**What to do:** From the data below, copy out every line in which the word "sheep" occurs.

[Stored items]
- Opening Delimiter -

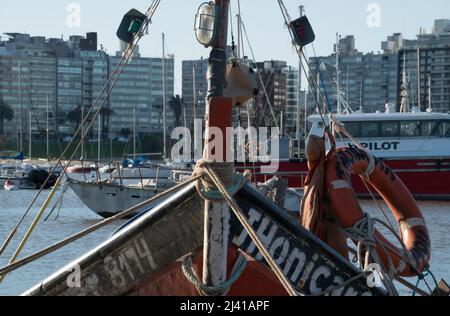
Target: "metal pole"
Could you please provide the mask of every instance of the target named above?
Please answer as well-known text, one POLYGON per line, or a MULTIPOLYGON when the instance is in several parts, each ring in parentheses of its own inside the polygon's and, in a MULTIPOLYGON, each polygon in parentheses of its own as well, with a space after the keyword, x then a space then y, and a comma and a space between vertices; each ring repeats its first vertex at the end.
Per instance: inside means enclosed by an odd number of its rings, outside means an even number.
POLYGON ((167 139, 166 139, 166 48, 165 48, 165 35, 162 33, 162 76, 163 76, 163 146, 164 146, 164 158, 167 158, 167 139))
POLYGON ((337 89, 337 113, 341 114, 341 82, 339 71, 339 34, 336 33, 336 89, 337 89))
POLYGON ((133 108, 133 159, 136 160, 136 107, 133 108))
POLYGON ((197 118, 197 80, 196 80, 196 71, 195 71, 195 64, 192 64, 192 93, 193 93, 193 100, 194 100, 194 107, 193 107, 193 122, 195 122, 197 118))
POLYGON ((417 106, 422 109, 422 100, 420 99, 420 48, 417 48, 417 106))
POLYGON ((428 110, 431 111, 432 104, 431 104, 431 74, 428 75, 428 110))
POLYGON ((97 153, 98 153, 98 162, 100 162, 101 159, 101 138, 102 138, 102 116, 98 116, 98 147, 97 147, 97 153))
POLYGON ((22 118, 22 64, 19 63, 19 149, 23 151, 23 118, 22 118))
MULTIPOLYGON (((221 6, 221 31, 218 44, 212 49, 208 66, 208 95, 206 98, 206 130, 219 128, 226 139, 226 129, 231 127, 232 102, 223 98, 226 84, 226 44, 228 31, 229 0, 214 0, 221 6)), ((205 140, 205 158, 208 160, 210 135, 205 140)), ((223 143, 224 161, 226 144, 223 143)), ((217 152, 217 149, 216 149, 217 152)), ((217 157, 216 157, 217 158, 217 157)), ((230 209, 226 202, 205 201, 205 225, 203 244, 203 282, 217 286, 227 278, 228 236, 230 209)))
POLYGON ((46 131, 46 137, 47 137, 47 160, 50 160, 50 147, 49 147, 49 139, 50 139, 50 136, 49 136, 49 133, 50 133, 50 129, 49 129, 49 116, 50 116, 50 114, 49 114, 49 107, 48 107, 48 93, 47 93, 47 121, 46 121, 46 128, 45 128, 45 131, 46 131))
POLYGON ((306 141, 306 135, 308 134, 308 91, 305 90, 305 130, 304 130, 304 138, 306 141))
POLYGON ((28 112, 28 125, 29 125, 29 134, 28 134, 28 158, 31 160, 31 109, 28 112))
POLYGON ((84 106, 81 106, 81 160, 84 159, 84 106))
MULTIPOLYGON (((300 17, 303 16, 303 9, 305 7, 304 6, 299 6, 299 10, 300 10, 300 17)), ((300 56, 302 55, 303 52, 303 47, 300 47, 300 56)), ((301 121, 301 110, 300 110, 300 104, 301 104, 301 100, 302 100, 302 61, 299 60, 298 62, 298 98, 297 98, 297 122, 296 122, 296 130, 295 130, 295 134, 296 134, 296 139, 298 141, 300 141, 300 121, 301 121)), ((305 128, 306 128, 306 116, 305 116, 305 128)))

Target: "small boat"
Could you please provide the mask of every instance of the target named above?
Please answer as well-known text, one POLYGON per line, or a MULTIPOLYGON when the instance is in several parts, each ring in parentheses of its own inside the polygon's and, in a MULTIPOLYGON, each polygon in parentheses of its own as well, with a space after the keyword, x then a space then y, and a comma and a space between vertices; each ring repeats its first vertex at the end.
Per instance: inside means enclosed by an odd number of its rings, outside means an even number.
MULTIPOLYGON (((78 198, 97 215, 102 217, 114 216, 130 207, 142 203, 158 193, 175 185, 170 179, 143 180, 134 185, 122 185, 116 181, 77 181, 67 178, 69 187, 78 198)), ((156 206, 161 201, 155 201, 156 206)), ((134 216, 141 210, 131 215, 134 216)))
POLYGON ((0 159, 24 160, 23 152, 4 150, 0 151, 0 159))
POLYGON ((95 166, 81 166, 81 165, 75 165, 70 166, 67 168, 67 173, 72 174, 86 174, 97 171, 97 168, 95 166))
POLYGON ((3 185, 3 188, 5 191, 16 191, 18 188, 14 185, 14 183, 11 180, 7 180, 5 184, 3 185))

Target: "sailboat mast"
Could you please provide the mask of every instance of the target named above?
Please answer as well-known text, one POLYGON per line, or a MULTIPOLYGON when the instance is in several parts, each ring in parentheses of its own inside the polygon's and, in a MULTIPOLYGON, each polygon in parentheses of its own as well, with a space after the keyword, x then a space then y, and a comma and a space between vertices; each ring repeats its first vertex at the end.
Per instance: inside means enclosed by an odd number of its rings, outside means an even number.
POLYGON ((420 100, 420 48, 417 48, 417 106, 422 108, 422 101, 420 100))
POLYGON ((49 107, 48 107, 48 93, 47 93, 46 105, 47 105, 47 120, 46 120, 45 131, 46 131, 46 137, 47 137, 47 159, 50 159, 50 146, 49 146, 49 139, 50 139, 50 136, 49 136, 49 133, 50 133, 50 130, 49 130, 49 117, 50 117, 50 114, 49 114, 49 107))
POLYGON ((98 116, 98 147, 97 147, 97 153, 98 153, 98 162, 100 162, 101 159, 101 138, 102 138, 102 116, 98 116))
POLYGON ((163 86, 163 153, 164 159, 167 158, 167 139, 166 139, 166 48, 165 35, 162 33, 162 86, 163 86))
POLYGON ((22 64, 19 63, 19 148, 23 151, 23 118, 22 118, 22 64))
POLYGON ((133 108, 133 159, 136 159, 136 107, 133 108))
POLYGON ((197 80, 196 80, 196 71, 195 71, 195 64, 192 65, 192 95, 194 96, 193 102, 194 102, 194 124, 195 120, 197 119, 197 80))
POLYGON ((432 104, 431 104, 431 75, 428 75, 428 111, 431 112, 432 110, 432 104))
POLYGON ((84 159, 84 107, 81 106, 81 160, 84 159))
POLYGON ((31 160, 31 109, 28 111, 28 157, 31 160))
MULTIPOLYGON (((300 17, 303 16, 303 9, 305 7, 304 6, 299 6, 299 10, 300 10, 300 17)), ((303 51, 303 47, 300 47, 300 54, 303 51)), ((301 104, 301 100, 302 100, 302 61, 299 60, 298 62, 298 97, 297 97, 297 120, 296 120, 296 124, 295 124, 295 138, 297 140, 300 140, 300 120, 301 120, 301 111, 300 111, 300 104, 301 104)), ((305 103, 305 107, 306 107, 306 103, 305 103)), ((306 126, 306 116, 305 116, 305 126, 306 126)), ((306 137, 306 134, 305 134, 306 137)))
POLYGON ((337 113, 341 114, 341 83, 339 71, 339 33, 336 33, 336 89, 337 89, 337 113))

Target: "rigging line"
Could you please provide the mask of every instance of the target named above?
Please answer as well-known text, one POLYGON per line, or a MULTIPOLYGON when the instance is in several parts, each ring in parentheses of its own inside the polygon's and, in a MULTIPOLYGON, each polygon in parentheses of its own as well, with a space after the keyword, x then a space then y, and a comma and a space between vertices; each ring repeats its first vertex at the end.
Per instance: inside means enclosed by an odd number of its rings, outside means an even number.
MULTIPOLYGON (((159 4, 160 4, 161 0, 154 0, 154 2, 151 4, 150 8, 147 11, 147 20, 144 22, 143 26, 141 27, 141 30, 135 34, 134 38, 133 38, 133 42, 132 44, 127 48, 127 50, 125 51, 124 55, 122 56, 122 58, 120 59, 119 63, 117 64, 117 66, 115 67, 114 71, 111 73, 111 76, 108 78, 108 80, 106 81, 106 83, 104 84, 102 90, 99 92, 96 100, 94 101, 94 104, 90 107, 88 113, 86 114, 86 116, 84 117, 83 121, 81 122, 81 124, 78 126, 78 129, 76 130, 74 136, 72 137, 72 139, 70 140, 70 142, 67 144, 64 152, 61 154, 61 156, 59 157, 57 163, 55 164, 55 166, 53 167, 53 169, 51 170, 51 172, 49 173, 47 179, 44 181, 44 184, 41 186, 41 188, 39 189, 39 191, 36 193, 35 197, 33 198, 33 200, 31 201, 30 205, 28 206, 27 210, 25 211, 25 213, 22 215, 22 217, 20 218, 18 224, 13 228, 13 230, 10 232, 9 236, 7 237, 5 243, 3 244, 3 246, 0 249, 0 256, 3 254, 3 252, 6 250, 6 247, 8 246, 9 242, 12 240, 12 238, 14 237, 14 235, 17 233, 18 228, 20 227, 20 225, 23 223, 23 221, 25 220, 26 216, 28 215, 28 213, 30 212, 31 208, 33 207, 33 205, 36 203, 39 195, 43 192, 43 188, 46 186, 46 184, 49 182, 51 175, 53 175, 56 171, 56 168, 58 167, 59 164, 62 165, 62 159, 65 156, 65 154, 68 152, 70 146, 73 144, 75 137, 80 133, 81 131, 81 127, 86 123, 86 121, 88 121, 88 117, 89 114, 93 111, 93 109, 96 107, 97 103, 99 102, 99 100, 102 98, 103 94, 105 91, 107 91, 106 96, 104 97, 104 99, 102 100, 102 104, 99 107, 99 109, 96 112, 96 115, 94 116, 94 119, 92 120, 92 122, 89 124, 87 131, 84 133, 84 135, 82 135, 82 140, 84 139, 84 136, 86 136, 87 132, 89 131, 90 127, 92 126, 95 117, 98 115, 100 109, 103 107, 103 104, 105 103, 109 93, 111 92, 112 88, 114 88, 115 83, 117 83, 117 80, 120 77, 121 72, 123 71, 123 69, 125 68, 125 66, 128 64, 128 62, 130 61, 133 52, 135 51, 137 44, 139 43, 139 41, 141 40, 141 38, 144 35, 144 31, 147 28, 147 26, 151 23, 151 18, 153 16, 153 14, 155 13, 156 9, 158 8, 159 4), (117 72, 119 70, 119 68, 121 67, 122 63, 124 62, 122 68, 120 69, 119 72, 117 72), (109 83, 113 80, 114 75, 116 75, 117 72, 117 78, 113 84, 113 86, 111 87, 111 89, 107 89, 109 83)), ((66 167, 64 168, 62 175, 66 174, 67 168, 69 166, 69 164, 72 162, 73 157, 75 156, 75 153, 78 151, 79 147, 80 147, 81 141, 78 143, 77 148, 73 151, 73 154, 71 156, 70 161, 66 164, 66 167)))
MULTIPOLYGON (((290 22, 289 22, 289 21, 290 21, 290 20, 289 20, 289 13, 287 12, 287 10, 285 11, 286 7, 284 6, 284 3, 283 3, 282 0, 278 0, 278 4, 279 4, 279 6, 280 6, 280 10, 281 10, 281 13, 282 13, 282 15, 283 15, 283 19, 284 19, 285 25, 286 25, 287 28, 288 28, 289 35, 291 36, 291 39, 292 39, 292 41, 294 42, 294 41, 295 41, 294 35, 292 34, 292 30, 291 30, 290 27, 289 27, 289 24, 290 24, 290 22), (283 9, 283 8, 284 8, 284 9, 283 9)), ((310 91, 315 91, 315 90, 312 88, 313 85, 311 84, 311 81, 314 83, 314 86, 315 86, 315 87, 318 87, 317 82, 315 81, 314 78, 311 78, 311 76, 308 76, 307 69, 306 69, 306 67, 305 67, 305 65, 304 65, 304 63, 303 63, 303 58, 305 58, 305 62, 306 62, 306 64, 309 66, 308 61, 306 60, 306 55, 304 54, 304 52, 303 52, 303 53, 300 52, 300 48, 299 48, 298 45, 294 45, 294 48, 295 48, 295 50, 296 50, 296 52, 297 52, 297 56, 298 56, 298 58, 299 58, 299 60, 300 60, 301 68, 303 69, 303 71, 305 72, 305 74, 307 74, 307 75, 306 75, 306 79, 307 79, 307 82, 308 82, 308 87, 309 87, 310 91), (302 58, 302 56, 303 56, 303 58, 302 58)), ((303 50, 303 51, 304 51, 304 50, 303 50)), ((320 95, 322 96, 322 98, 323 98, 323 95, 320 93, 320 89, 319 89, 318 91, 319 91, 319 94, 320 94, 320 95)), ((326 123, 326 121, 325 121, 324 113, 323 113, 322 110, 321 110, 321 107, 320 107, 319 102, 318 102, 315 98, 312 98, 312 100, 313 100, 313 103, 314 103, 314 105, 315 105, 315 107, 316 107, 316 111, 319 113, 320 118, 321 118, 321 120, 322 120, 322 123, 324 124, 325 130, 329 130, 329 125, 328 125, 328 124, 326 123)), ((325 100, 323 100, 323 101, 325 101, 325 100)))
POLYGON ((240 41, 239 42, 239 50, 240 50, 240 52, 239 52, 239 54, 242 53, 242 55, 240 55, 240 56, 242 56, 242 58, 244 58, 245 51, 244 51, 244 37, 242 36, 242 26, 241 26, 241 23, 242 23, 241 0, 237 1, 237 5, 238 5, 238 26, 237 27, 238 27, 238 32, 240 34, 240 38, 239 38, 239 41, 240 41))
MULTIPOLYGON (((250 53, 252 54, 253 61, 256 63, 255 54, 253 52, 253 48, 251 46, 250 39, 249 39, 248 34, 247 34, 247 29, 246 29, 245 24, 242 21, 242 19, 241 19, 241 26, 242 26, 242 30, 244 31, 245 38, 247 40, 247 45, 249 46, 249 49, 250 49, 250 53)), ((278 125, 278 121, 277 121, 276 116, 275 116, 275 112, 273 111, 272 102, 270 102, 269 95, 267 94, 267 89, 264 86, 264 81, 262 80, 262 76, 261 76, 261 73, 259 72, 259 69, 256 70, 256 76, 258 77, 258 79, 259 79, 259 81, 261 83, 262 90, 264 92, 264 96, 266 97, 267 103, 269 104, 270 113, 271 113, 272 118, 274 120, 275 126, 276 126, 276 128, 278 129, 278 131, 281 134, 280 127, 278 125)))

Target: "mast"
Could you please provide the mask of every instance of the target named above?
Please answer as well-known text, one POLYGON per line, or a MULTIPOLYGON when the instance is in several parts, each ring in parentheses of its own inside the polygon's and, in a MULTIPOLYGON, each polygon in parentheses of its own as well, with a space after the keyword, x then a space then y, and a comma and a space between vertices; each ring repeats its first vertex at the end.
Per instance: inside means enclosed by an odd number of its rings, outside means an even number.
POLYGON ((164 159, 167 158, 167 139, 166 139, 166 48, 165 35, 162 33, 162 86, 163 86, 163 153, 164 159))
MULTIPOLYGON (((50 128, 49 128, 49 107, 48 107, 48 93, 47 93, 47 120, 46 120, 46 127, 45 127, 45 132, 46 132, 46 138, 47 138, 47 160, 50 160, 50 145, 49 145, 49 133, 50 133, 50 128)), ((81 154, 83 156, 83 154, 81 154)))
POLYGON ((195 63, 192 64, 192 94, 194 96, 193 122, 195 124, 195 120, 197 119, 197 80, 196 80, 195 63))
MULTIPOLYGON (((204 159, 212 161, 210 156, 210 142, 213 140, 211 128, 216 127, 222 132, 222 157, 215 157, 226 161, 226 131, 232 126, 233 106, 231 99, 224 98, 226 86, 226 45, 228 35, 229 0, 214 0, 213 3, 221 7, 220 32, 218 40, 213 46, 208 65, 208 94, 206 97, 206 139, 204 159)), ((217 149, 216 149, 217 152, 217 149)), ((225 163, 223 164, 225 165, 225 163)), ((230 168, 231 169, 231 168, 230 168)), ((227 173, 231 177, 234 166, 227 173)), ((225 178, 225 177, 224 177, 225 178)), ((218 286, 227 279, 228 236, 230 233, 230 208, 224 201, 205 200, 203 243, 203 283, 208 286, 218 286)))
POLYGON ((428 112, 432 111, 432 104, 431 104, 431 74, 428 75, 428 112))
POLYGON ((305 140, 306 140, 306 136, 308 134, 308 121, 307 121, 307 116, 308 116, 308 91, 305 90, 305 130, 303 131, 305 133, 305 140))
MULTIPOLYGON (((300 10, 300 17, 303 16, 303 10, 304 10, 304 6, 300 5, 299 7, 300 10)), ((302 54, 303 52, 303 47, 300 47, 300 54, 302 54)), ((297 140, 300 140, 300 120, 301 120, 301 115, 300 115, 300 104, 301 104, 301 99, 302 99, 302 61, 299 60, 298 62, 298 98, 297 98, 297 120, 296 120, 296 124, 295 124, 295 138, 297 140)), ((306 103, 305 103, 305 108, 306 108, 306 103)), ((305 116, 305 126, 306 126, 306 116, 305 116)), ((305 138, 306 138, 306 134, 305 134, 305 138)))
POLYGON ((136 107, 133 108, 133 159, 136 160, 136 107))
POLYGON ((31 160, 31 109, 28 112, 28 157, 31 160))
POLYGON ((81 160, 84 159, 84 106, 81 106, 81 160))
POLYGON ((342 109, 341 109, 341 83, 339 72, 339 33, 336 33, 336 89, 337 89, 337 114, 341 114, 342 109))
POLYGON ((98 154, 98 162, 100 162, 101 159, 101 138, 102 138, 102 116, 98 116, 98 147, 97 147, 97 154, 98 154))
POLYGON ((420 48, 417 48, 417 106, 419 110, 422 108, 422 100, 420 100, 420 48))
POLYGON ((19 63, 19 151, 23 151, 23 117, 22 117, 22 64, 19 63))

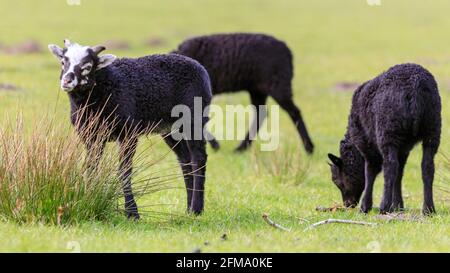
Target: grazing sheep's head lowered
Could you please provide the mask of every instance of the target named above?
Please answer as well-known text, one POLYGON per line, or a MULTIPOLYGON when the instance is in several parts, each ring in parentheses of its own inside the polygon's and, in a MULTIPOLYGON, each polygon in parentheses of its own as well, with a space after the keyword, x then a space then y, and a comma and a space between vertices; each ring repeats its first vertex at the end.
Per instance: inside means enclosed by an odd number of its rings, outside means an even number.
POLYGON ((354 208, 364 191, 364 158, 353 145, 341 142, 341 158, 328 154, 331 178, 342 194, 344 206, 354 208))
POLYGON ((111 54, 98 55, 106 49, 104 46, 81 46, 68 39, 64 40, 64 48, 54 44, 48 45, 48 48, 61 62, 61 88, 66 92, 92 84, 93 73, 116 59, 111 54))

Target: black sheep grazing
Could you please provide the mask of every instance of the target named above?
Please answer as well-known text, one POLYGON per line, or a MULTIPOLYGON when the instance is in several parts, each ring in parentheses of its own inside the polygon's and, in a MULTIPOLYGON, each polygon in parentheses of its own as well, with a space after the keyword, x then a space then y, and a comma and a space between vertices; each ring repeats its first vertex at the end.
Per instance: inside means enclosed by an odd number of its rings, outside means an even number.
POLYGON ((423 213, 434 213, 434 156, 441 134, 441 99, 437 83, 416 64, 390 68, 354 93, 341 158, 329 154, 332 179, 344 204, 372 209, 372 190, 383 169, 380 212, 403 209, 401 181, 408 155, 422 141, 423 213))
MULTIPOLYGON (((112 128, 108 141, 117 140, 121 146, 120 174, 128 217, 139 218, 131 189, 137 137, 155 125, 152 132, 164 136, 181 163, 188 210, 201 213, 207 160, 203 126, 208 118, 200 117, 198 122, 198 117, 192 116, 191 128, 183 128, 183 131, 200 130, 200 139, 186 138, 178 142, 171 132, 177 120, 171 116, 171 111, 174 106, 186 105, 194 113, 195 97, 201 98, 201 111, 210 104, 212 95, 207 71, 195 60, 180 55, 116 59, 110 54, 98 55, 104 47, 85 47, 68 40, 64 49, 56 45, 49 45, 49 49, 62 62, 61 87, 69 95, 72 123, 86 126, 84 123, 90 116, 80 117, 80 109, 84 109, 82 113, 99 116, 96 122, 106 122, 112 128)), ((91 151, 92 143, 86 145, 91 151)))
MULTIPOLYGON (((271 96, 288 112, 306 151, 313 152, 314 145, 292 98, 292 53, 284 42, 263 34, 216 34, 188 39, 174 53, 191 57, 206 68, 214 94, 247 90, 257 111, 253 132, 258 132, 266 117, 258 106, 265 105, 271 96)), ((247 149, 253 138, 249 132, 237 150, 247 149)))

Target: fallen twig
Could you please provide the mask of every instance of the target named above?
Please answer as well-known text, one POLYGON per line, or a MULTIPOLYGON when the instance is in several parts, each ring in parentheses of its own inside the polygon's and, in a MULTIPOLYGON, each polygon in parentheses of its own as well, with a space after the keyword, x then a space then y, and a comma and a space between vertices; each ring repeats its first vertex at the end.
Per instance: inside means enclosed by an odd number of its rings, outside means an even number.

- Closing Delimiter -

**Answer box:**
Target: grazing sheep's head lowered
Target: black sheep grazing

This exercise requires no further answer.